I have a mystery to solve when upgrading our Rails3.2 Ruby 1.9 app to a Rails3.2 Ruby 2.1.2 one. Nokogiri seems to break, in that it changes its behavior using open-uri. No gem versions are changed, just the ruby version (this is all on OSX Mavericks, using brew, gcc4 etc).
Steps to reproduce:
$ ruby -v
ruby 1.9.3p484 (2013-11-22 revision 43786) [x86_64-darwin13.1.0]
$ rails console
Connecting to database specified by database.yml
Loading development environment (Rails 3.2.18)
> feed = Nokogiri::XML(open(URI.encode("http://anyblog.wordpress.org/feed/")))
=> #(Document:0x3fcb82f08448 {
name = "document",
children = [
..
> feed.xpath("//item").count
=> 10
So all good! Next, after a rvm change to Ruby 2.1.2 and a bundle install..
$ ruby -v
ruby 2.1.2p95 (2014-05-08 revision 45877) [x86_64-darwin13.0]
$ rails console
Connecting to database specified by database.yml
Loading development environment (Rails 3.2.18)

* [RECORDED INFORMATION]:
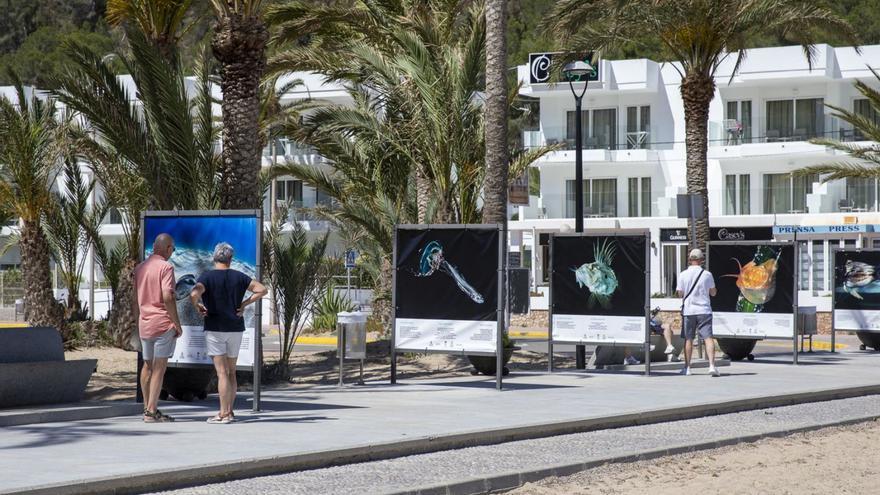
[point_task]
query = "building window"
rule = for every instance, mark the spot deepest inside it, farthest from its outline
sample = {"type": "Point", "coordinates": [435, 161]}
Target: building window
{"type": "Point", "coordinates": [639, 196]}
{"type": "Point", "coordinates": [323, 199]}
{"type": "Point", "coordinates": [819, 262]}
{"type": "Point", "coordinates": [861, 194]}
{"type": "Point", "coordinates": [745, 194]}
{"type": "Point", "coordinates": [784, 193]}
{"type": "Point", "coordinates": [598, 128]}
{"type": "Point", "coordinates": [638, 127]}
{"type": "Point", "coordinates": [738, 121]}
{"type": "Point", "coordinates": [795, 120]}
{"type": "Point", "coordinates": [862, 107]}
{"type": "Point", "coordinates": [289, 192]}
{"type": "Point", "coordinates": [737, 195]}
{"type": "Point", "coordinates": [600, 198]}
{"type": "Point", "coordinates": [804, 265]}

* [REQUEST]: Could you extract the part of the Nokogiri upgrade post between "I have a mystery" and "brew, gcc4 etc).", inclusive, copying it word for word? You can leave the records aside; they aren't needed for anything here.

* [THE RESPONSE]:
I have a mystery to solve when upgrading our Rails3.2 Ruby 1.9 app to a Rails3.2 Ruby 2.1.2 one. Nokogiri seems to break, in that it changes its behavior using open-uri. No gem versions are changed, just the ruby version (this is all on OSX Mavericks, using brew, gcc4 etc).